**DATASET EXTRACT**
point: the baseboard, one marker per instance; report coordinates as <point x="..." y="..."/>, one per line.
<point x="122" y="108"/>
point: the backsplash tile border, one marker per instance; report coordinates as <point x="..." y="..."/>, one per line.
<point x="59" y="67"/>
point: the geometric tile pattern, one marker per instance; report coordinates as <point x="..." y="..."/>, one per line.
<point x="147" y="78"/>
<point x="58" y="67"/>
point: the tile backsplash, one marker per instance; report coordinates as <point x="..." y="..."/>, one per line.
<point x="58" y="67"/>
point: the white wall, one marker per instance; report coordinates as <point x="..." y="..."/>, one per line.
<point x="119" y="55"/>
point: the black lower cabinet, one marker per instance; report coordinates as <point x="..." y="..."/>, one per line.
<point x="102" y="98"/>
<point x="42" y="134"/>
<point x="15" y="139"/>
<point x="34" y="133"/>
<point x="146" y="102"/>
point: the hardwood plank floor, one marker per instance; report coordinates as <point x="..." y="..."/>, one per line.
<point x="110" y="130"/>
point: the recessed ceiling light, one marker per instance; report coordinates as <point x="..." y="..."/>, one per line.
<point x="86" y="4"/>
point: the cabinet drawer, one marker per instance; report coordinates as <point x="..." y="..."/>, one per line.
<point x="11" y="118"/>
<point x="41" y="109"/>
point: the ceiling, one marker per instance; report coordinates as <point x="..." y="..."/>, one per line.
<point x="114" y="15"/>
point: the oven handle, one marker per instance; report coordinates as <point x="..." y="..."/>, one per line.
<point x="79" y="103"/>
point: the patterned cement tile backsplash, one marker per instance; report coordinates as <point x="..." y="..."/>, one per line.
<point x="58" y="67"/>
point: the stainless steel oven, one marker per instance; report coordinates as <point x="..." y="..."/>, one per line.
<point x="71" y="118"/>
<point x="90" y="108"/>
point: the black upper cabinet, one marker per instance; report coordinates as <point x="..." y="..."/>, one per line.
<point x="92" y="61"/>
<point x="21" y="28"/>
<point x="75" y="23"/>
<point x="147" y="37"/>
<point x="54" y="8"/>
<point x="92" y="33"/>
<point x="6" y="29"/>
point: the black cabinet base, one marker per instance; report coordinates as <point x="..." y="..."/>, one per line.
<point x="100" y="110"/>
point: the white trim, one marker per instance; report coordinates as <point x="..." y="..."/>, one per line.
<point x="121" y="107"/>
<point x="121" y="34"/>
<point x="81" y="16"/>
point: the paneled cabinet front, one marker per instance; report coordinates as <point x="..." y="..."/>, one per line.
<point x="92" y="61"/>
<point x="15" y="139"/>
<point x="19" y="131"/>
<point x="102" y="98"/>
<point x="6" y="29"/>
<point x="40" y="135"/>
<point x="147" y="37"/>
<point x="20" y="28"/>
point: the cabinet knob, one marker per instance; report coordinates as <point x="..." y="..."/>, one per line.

**EXERCISE TASK**
Recast the lines of the material as a Markdown table, starting with the line containing "point: the white trim, one" and going on through the final line. Use two columns, No. and Entry: number the rows in No. and put each line in Entry, leaving out blank lines.

**THE ANSWER**
| No. | Entry |
|---|---|
| 1 | point: the white trim, one marker per instance; report coordinates as <point x="..." y="..."/>, one per line. |
| 2 | <point x="121" y="107"/> |
| 3 | <point x="121" y="34"/> |
| 4 | <point x="81" y="16"/> |
| 5 | point: the paneled cabinet front, one marker per instance; report coordinates as <point x="..." y="..."/>, one per line. |
| 6 | <point x="92" y="61"/> |
| 7 | <point x="15" y="139"/> |
| 8 | <point x="19" y="131"/> |
| 9 | <point x="102" y="98"/> |
| 10 | <point x="6" y="29"/> |
| 11 | <point x="40" y="135"/> |
| 12 | <point x="147" y="37"/> |
| 13 | <point x="20" y="28"/> |
| 14 | point: the cabinet knob, one marker per instance; report coordinates as <point x="..." y="..."/>, one per line. |